== About this exercise ==
Would you please copy exactly the line with "the old postcard" and all lines that follow it in the data below, through the last one?

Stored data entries
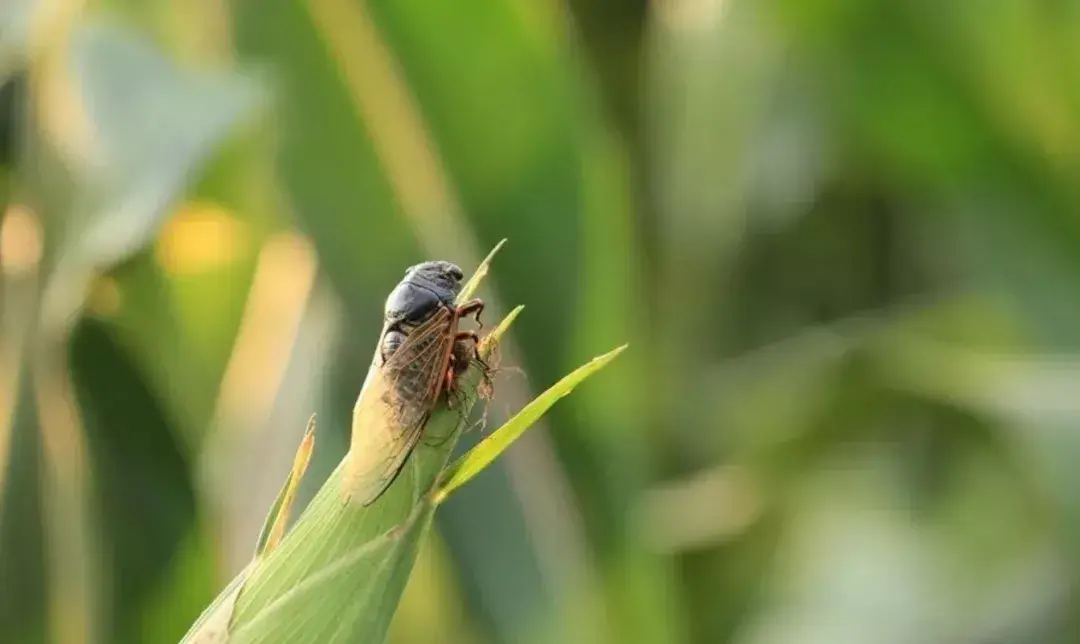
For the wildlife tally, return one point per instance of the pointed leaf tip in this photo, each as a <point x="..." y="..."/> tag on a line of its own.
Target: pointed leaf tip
<point x="489" y="448"/>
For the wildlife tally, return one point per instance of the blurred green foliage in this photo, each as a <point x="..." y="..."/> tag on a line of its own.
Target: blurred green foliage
<point x="841" y="238"/>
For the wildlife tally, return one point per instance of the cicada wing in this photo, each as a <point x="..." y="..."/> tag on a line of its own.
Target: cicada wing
<point x="394" y="406"/>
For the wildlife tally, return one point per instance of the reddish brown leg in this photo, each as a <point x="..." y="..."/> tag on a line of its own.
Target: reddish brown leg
<point x="469" y="335"/>
<point x="473" y="307"/>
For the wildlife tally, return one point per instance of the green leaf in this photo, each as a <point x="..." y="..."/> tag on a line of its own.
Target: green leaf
<point x="487" y="451"/>
<point x="153" y="126"/>
<point x="338" y="575"/>
<point x="273" y="528"/>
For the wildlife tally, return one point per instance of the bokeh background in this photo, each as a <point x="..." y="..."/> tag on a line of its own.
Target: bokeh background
<point x="841" y="238"/>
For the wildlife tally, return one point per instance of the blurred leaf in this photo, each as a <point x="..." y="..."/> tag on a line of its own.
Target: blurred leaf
<point x="273" y="531"/>
<point x="153" y="125"/>
<point x="23" y="580"/>
<point x="140" y="473"/>
<point x="14" y="35"/>
<point x="481" y="456"/>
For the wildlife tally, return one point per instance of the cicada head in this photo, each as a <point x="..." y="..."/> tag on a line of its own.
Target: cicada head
<point x="421" y="292"/>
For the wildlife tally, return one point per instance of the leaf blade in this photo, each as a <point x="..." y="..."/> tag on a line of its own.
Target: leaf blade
<point x="477" y="458"/>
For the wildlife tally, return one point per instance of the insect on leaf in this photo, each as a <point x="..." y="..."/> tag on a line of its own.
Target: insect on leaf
<point x="394" y="406"/>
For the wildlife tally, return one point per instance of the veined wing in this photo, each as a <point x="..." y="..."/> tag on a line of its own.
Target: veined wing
<point x="394" y="406"/>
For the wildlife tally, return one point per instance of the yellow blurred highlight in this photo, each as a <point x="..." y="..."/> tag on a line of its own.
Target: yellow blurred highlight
<point x="700" y="511"/>
<point x="284" y="276"/>
<point x="689" y="15"/>
<point x="200" y="238"/>
<point x="58" y="101"/>
<point x="105" y="297"/>
<point x="22" y="241"/>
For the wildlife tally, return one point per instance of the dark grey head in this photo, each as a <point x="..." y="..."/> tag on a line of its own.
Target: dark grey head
<point x="423" y="289"/>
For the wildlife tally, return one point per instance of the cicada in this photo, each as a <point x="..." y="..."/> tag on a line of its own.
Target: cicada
<point x="420" y="354"/>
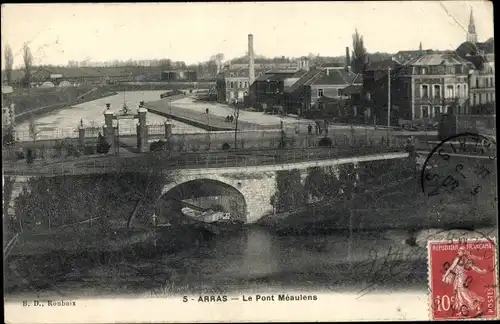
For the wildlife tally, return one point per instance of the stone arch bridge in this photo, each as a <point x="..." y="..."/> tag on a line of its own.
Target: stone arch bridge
<point x="256" y="184"/>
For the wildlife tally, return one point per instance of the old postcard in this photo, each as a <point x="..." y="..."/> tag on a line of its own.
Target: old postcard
<point x="249" y="162"/>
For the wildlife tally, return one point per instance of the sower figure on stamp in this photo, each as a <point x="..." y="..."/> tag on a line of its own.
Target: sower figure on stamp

== Completed task ==
For the wildlife tally, return one point per instance of the old postcard in this photo, each as a <point x="..." y="..."/> tag on a line of its own.
Target: old postcard
<point x="249" y="162"/>
For the wildlife tally, return one point per instance of the sower figure on stamp in this photo, each as a <point x="..." y="..."/> tag on a line of its own.
Target: sower figure on stamp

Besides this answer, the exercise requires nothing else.